* [What is expected]: As the answer, set down the lines below from the one containing "Intersection-audit request. Target: seated" through the one containing "Intersection-audit request. Target: patterned", exactly and inclusively, and no others.

[Dataset entries]
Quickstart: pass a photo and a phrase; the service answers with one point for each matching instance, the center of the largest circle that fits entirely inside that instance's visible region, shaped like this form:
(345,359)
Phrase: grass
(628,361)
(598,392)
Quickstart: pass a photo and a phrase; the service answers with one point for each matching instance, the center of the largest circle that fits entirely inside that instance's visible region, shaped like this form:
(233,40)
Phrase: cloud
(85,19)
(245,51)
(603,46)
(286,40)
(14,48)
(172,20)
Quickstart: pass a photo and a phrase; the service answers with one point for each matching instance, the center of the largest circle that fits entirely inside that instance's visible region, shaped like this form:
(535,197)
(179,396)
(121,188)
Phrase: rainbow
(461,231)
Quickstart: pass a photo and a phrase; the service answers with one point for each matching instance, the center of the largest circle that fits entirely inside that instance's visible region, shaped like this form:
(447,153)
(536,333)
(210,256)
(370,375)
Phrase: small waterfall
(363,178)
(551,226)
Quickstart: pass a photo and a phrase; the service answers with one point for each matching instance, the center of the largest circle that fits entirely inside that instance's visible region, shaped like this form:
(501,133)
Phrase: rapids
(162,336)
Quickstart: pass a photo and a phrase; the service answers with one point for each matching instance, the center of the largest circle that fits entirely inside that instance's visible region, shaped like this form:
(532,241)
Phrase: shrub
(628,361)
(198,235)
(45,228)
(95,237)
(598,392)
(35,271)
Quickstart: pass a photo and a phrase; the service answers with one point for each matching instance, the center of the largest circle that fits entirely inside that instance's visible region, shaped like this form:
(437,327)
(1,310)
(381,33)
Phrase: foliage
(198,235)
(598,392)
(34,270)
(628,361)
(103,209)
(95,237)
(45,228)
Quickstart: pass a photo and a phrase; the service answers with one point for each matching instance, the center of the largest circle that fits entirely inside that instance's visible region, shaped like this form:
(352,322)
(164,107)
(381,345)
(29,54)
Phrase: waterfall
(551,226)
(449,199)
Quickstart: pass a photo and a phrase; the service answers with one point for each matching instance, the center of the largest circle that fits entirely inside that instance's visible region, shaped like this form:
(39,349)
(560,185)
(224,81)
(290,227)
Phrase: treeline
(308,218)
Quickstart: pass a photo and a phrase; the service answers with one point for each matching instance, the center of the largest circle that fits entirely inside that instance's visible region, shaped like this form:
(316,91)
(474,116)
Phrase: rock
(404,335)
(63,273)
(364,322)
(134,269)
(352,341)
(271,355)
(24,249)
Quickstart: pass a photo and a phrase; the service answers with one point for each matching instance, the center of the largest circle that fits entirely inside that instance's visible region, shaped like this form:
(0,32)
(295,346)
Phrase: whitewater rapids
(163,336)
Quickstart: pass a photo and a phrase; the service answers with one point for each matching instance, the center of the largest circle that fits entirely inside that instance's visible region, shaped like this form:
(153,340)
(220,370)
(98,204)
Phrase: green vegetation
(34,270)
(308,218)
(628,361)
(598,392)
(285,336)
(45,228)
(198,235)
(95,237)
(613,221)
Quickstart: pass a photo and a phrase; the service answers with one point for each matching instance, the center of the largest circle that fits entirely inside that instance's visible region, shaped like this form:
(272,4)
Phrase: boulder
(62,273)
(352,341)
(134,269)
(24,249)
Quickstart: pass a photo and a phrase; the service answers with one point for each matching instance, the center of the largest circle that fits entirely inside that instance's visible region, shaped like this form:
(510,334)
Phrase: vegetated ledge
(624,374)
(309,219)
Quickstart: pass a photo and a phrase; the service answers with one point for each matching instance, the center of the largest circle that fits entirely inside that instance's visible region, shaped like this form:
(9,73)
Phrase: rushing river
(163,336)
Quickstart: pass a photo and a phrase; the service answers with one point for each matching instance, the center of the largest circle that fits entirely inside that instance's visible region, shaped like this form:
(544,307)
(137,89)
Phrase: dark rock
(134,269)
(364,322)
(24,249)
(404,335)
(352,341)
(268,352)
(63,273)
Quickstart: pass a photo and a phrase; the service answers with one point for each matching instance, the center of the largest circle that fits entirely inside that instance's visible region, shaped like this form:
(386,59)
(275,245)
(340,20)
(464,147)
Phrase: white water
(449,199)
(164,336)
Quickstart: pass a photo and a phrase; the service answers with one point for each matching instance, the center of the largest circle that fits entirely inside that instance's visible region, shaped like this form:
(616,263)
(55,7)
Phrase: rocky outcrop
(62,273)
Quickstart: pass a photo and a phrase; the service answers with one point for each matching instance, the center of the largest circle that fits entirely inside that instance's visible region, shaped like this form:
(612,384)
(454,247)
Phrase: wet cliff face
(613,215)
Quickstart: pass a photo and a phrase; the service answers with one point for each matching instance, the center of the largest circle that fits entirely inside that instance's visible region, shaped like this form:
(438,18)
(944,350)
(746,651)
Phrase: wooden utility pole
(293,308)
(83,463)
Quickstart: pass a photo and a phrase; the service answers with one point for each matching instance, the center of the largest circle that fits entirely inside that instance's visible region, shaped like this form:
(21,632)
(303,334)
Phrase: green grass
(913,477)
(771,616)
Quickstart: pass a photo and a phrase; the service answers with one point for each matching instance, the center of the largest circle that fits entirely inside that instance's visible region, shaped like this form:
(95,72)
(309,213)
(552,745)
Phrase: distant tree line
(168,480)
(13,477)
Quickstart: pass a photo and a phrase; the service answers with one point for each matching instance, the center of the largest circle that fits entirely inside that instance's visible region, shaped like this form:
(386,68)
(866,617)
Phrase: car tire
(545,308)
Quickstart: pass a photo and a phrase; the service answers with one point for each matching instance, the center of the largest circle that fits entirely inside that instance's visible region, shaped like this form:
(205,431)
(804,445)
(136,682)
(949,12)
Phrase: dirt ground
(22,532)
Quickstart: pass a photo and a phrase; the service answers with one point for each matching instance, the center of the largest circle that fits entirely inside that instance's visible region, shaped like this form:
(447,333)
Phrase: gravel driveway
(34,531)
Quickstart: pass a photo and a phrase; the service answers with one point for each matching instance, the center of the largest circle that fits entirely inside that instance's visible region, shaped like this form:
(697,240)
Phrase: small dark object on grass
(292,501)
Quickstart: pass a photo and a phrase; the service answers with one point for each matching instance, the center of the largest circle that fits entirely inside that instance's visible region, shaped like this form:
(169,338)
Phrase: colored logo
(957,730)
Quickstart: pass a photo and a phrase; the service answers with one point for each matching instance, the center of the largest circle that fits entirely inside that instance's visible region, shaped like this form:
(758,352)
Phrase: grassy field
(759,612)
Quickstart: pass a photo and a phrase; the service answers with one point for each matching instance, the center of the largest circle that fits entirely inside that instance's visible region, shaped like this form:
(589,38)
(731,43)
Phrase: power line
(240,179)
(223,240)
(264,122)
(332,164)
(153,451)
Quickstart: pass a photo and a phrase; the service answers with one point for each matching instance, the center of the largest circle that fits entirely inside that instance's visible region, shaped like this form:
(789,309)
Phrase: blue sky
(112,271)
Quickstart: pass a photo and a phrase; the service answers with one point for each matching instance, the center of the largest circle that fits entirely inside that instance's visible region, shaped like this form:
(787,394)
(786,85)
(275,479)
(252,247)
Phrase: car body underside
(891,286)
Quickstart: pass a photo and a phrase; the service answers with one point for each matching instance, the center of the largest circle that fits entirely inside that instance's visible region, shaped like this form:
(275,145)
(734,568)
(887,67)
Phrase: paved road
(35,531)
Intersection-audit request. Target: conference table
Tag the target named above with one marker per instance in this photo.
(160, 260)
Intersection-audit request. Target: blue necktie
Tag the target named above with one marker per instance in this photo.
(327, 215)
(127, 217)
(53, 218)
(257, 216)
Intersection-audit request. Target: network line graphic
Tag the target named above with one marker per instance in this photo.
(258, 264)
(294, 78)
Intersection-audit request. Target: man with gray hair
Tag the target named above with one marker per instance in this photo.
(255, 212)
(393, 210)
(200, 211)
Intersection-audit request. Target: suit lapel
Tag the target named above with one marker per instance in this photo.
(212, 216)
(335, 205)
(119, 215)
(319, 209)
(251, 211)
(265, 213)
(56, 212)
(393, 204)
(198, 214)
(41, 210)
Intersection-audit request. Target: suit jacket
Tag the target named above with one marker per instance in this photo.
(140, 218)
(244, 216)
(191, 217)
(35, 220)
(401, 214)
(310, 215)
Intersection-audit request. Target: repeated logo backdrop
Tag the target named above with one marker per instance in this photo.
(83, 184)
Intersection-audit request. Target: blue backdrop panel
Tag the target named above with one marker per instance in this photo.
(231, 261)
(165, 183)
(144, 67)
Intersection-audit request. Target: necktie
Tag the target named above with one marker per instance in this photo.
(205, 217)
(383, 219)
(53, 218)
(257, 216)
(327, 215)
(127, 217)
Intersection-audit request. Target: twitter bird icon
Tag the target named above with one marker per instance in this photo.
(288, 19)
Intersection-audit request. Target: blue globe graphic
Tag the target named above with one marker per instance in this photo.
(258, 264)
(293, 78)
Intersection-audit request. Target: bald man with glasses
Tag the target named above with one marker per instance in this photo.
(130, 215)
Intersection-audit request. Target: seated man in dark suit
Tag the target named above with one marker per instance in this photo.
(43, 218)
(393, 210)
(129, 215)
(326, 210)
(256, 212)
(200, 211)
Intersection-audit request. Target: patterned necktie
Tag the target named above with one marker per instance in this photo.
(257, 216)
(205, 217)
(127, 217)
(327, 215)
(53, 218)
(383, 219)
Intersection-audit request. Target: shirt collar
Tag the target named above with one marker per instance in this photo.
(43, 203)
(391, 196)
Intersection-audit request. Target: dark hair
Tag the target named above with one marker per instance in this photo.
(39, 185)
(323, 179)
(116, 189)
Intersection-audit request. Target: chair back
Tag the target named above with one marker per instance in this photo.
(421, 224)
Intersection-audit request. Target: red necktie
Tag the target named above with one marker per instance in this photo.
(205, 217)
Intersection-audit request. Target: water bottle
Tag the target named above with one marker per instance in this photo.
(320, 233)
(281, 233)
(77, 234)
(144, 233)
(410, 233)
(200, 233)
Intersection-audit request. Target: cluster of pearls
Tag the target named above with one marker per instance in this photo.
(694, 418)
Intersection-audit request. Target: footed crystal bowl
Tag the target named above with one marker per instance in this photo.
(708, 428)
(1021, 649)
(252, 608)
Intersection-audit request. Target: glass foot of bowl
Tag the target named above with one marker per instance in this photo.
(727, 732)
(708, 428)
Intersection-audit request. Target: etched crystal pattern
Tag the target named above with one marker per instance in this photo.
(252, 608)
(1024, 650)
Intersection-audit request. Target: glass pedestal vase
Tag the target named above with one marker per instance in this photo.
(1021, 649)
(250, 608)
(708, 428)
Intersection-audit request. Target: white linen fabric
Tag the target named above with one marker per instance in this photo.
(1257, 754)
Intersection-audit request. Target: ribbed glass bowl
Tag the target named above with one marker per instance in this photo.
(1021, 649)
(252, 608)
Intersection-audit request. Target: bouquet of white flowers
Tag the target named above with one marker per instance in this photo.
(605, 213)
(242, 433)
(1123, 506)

* [Reply to the exercise]:
Intersection-audit request. Target: seated man in dark suit
Tag the target named above with one marker per instance in this photo.
(43, 218)
(393, 210)
(129, 215)
(326, 210)
(256, 212)
(200, 211)
Intersection-audit request. Target: patterned necktie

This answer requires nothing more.